◆ **Short task**: Take the line that contains "of the arched" and every line after it in the material below, and quote them exactly.

◆ **Given data**:
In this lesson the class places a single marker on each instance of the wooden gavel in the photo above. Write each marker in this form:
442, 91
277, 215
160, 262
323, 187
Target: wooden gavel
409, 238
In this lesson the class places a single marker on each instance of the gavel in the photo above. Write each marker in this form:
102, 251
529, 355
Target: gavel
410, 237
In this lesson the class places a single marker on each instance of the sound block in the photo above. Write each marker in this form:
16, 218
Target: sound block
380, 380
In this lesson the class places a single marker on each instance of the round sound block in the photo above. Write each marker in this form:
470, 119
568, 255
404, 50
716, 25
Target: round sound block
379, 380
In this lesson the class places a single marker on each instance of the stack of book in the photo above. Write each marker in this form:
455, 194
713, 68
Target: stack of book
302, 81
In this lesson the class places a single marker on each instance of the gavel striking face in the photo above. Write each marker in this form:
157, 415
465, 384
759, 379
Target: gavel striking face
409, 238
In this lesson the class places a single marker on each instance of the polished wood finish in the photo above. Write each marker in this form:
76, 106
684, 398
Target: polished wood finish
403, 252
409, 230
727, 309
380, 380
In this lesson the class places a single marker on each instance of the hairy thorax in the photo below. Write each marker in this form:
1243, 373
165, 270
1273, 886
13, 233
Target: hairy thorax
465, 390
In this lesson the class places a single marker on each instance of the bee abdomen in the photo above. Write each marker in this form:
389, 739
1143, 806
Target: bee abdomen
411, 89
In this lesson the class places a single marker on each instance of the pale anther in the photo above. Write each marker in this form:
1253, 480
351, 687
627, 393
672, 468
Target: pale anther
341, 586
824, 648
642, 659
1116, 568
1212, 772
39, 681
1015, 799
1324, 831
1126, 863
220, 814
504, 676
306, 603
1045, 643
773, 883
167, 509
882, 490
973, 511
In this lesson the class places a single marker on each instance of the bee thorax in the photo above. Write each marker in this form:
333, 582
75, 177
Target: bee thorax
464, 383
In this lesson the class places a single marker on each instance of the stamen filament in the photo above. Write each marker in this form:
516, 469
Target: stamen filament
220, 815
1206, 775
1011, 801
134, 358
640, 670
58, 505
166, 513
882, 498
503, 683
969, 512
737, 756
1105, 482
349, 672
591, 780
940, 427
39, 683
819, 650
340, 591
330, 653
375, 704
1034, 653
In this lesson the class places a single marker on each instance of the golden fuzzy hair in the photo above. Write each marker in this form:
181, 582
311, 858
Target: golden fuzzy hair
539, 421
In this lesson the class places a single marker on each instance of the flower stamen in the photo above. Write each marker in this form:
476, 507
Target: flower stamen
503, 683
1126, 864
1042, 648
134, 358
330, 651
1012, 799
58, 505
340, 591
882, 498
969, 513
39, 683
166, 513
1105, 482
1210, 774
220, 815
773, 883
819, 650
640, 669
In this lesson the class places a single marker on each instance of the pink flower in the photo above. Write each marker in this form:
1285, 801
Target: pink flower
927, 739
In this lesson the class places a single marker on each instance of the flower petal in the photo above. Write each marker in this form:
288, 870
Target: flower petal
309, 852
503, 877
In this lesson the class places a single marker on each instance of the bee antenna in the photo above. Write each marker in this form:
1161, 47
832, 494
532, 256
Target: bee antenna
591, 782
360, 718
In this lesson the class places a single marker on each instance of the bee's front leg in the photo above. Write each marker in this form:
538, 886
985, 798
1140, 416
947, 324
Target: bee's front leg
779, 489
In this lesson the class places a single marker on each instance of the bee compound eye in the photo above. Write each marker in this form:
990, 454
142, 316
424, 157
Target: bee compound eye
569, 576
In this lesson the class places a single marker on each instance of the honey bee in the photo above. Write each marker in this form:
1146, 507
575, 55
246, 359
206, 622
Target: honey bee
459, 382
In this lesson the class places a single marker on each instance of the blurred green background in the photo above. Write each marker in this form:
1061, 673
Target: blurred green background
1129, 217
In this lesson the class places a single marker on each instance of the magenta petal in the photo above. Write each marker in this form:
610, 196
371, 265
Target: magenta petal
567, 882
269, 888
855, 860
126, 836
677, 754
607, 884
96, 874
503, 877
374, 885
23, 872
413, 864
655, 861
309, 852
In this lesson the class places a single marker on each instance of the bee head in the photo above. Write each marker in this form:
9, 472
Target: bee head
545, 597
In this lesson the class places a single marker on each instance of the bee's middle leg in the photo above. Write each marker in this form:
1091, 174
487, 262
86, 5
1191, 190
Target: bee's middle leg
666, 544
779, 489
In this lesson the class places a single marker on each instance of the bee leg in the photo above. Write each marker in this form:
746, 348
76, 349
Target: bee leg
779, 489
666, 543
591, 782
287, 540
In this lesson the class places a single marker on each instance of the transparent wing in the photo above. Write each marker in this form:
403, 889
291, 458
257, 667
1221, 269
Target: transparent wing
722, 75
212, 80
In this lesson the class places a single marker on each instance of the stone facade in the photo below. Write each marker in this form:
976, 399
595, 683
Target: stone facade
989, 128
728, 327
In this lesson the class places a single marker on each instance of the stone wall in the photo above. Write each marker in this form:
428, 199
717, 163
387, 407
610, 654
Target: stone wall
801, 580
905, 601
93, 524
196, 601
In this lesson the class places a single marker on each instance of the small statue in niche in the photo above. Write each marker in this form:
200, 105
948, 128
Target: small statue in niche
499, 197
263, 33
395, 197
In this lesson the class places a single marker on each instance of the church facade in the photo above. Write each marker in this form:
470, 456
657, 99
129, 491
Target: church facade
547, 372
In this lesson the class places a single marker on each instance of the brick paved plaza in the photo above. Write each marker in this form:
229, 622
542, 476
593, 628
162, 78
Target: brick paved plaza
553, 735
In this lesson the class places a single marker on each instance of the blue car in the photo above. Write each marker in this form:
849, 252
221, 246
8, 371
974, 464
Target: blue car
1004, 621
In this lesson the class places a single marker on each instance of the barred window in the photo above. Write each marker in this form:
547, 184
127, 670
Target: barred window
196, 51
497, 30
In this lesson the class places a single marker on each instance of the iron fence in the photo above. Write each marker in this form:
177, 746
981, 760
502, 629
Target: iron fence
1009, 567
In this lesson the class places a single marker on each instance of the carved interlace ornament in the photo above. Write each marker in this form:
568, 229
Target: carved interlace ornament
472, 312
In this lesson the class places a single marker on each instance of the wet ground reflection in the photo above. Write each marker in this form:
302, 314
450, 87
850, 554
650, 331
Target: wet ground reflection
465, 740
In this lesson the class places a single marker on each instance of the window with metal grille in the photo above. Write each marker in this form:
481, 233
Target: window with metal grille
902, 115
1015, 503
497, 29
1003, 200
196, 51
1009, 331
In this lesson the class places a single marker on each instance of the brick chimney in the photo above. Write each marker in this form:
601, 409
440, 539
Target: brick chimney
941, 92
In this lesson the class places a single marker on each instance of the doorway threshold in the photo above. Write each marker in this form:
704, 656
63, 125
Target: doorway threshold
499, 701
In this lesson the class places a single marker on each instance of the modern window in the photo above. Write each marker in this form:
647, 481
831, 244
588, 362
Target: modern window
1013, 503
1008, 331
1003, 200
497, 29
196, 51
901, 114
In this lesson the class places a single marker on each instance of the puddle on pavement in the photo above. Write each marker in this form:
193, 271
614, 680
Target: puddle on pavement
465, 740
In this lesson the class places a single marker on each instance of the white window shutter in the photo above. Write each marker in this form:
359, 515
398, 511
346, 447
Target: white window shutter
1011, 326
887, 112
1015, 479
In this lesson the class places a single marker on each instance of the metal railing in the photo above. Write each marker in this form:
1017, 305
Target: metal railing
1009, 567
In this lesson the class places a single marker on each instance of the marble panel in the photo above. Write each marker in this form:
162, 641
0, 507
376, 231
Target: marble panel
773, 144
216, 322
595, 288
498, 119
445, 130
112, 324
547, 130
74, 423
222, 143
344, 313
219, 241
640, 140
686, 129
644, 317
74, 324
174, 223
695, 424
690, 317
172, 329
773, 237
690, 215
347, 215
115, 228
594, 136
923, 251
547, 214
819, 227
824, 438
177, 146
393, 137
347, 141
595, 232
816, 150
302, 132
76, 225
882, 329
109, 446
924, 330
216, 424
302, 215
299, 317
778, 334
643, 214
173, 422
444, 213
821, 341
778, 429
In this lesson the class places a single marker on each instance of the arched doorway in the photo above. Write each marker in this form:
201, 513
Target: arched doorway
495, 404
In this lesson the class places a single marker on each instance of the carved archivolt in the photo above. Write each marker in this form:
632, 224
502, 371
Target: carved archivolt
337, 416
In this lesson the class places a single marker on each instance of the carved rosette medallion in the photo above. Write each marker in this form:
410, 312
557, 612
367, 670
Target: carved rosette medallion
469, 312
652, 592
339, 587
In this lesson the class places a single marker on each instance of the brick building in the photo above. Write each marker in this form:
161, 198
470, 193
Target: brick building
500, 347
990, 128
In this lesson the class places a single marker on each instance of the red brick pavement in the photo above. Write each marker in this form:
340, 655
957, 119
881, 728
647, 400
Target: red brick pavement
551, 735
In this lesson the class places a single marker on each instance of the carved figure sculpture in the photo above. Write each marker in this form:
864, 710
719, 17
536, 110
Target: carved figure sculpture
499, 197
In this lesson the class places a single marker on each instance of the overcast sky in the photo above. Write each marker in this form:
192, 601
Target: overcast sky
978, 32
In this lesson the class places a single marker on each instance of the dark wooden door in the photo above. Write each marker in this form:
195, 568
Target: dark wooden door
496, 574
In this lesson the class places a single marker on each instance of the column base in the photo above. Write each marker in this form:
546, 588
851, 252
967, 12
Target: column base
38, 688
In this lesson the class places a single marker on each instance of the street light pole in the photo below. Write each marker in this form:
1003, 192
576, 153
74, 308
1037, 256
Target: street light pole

◆ **Exercise solution**:
In this lesson the class places a single marker on each instance of the arched doorway in the photo above. Write each marker in this form:
201, 513
Target: arched doorway
495, 404
In this lesson the class places a single marker on each instance of the carved archivolt in the photo above. Write each marker in this form:
632, 224
502, 371
Target: carved archivolt
337, 416
In this lesson the class places a single marker on each instance of the carved rosette medallion in the photo above. Write each marker in this form:
410, 312
557, 612
367, 670
Target: carved rosette medallion
469, 312
652, 592
339, 587
In this lesson the class places a single marker on each instance of the brick building in the photo above. Write each marker in this form:
161, 198
470, 193
Target: brick building
500, 347
990, 128
In this lesson the class places a single marker on each instance of the red brick pavement in the photo above. Write each marker in this form:
340, 655
957, 119
881, 728
647, 400
Target: red brick pavement
551, 735
In this lesson the class places a single marker on each instance of the carved figure sculpture in the photo above. Write each marker in this form:
864, 710
719, 17
536, 110
Target: carved figure sculpture
499, 197
In this lesson the class places a single marker on each instance of the overcast sky in the photo above. Write each marker in this form:
192, 601
Target: overcast sky
978, 32
In this lesson the class places a single marker on each instance of the dark wooden door in the photo above. Write each marker in this form:
195, 568
Target: dark wooden door
496, 574
In this lesson the class places a single marker on each instance of the column base in the photo above. Write each marker in this form:
546, 588
851, 252
967, 12
Target: column base
38, 688
In this lesson the class places a single marker on each instance of the street light pole in the photo below. Write each marker in this form:
1003, 192
576, 153
74, 308
1037, 256
Target: street light pole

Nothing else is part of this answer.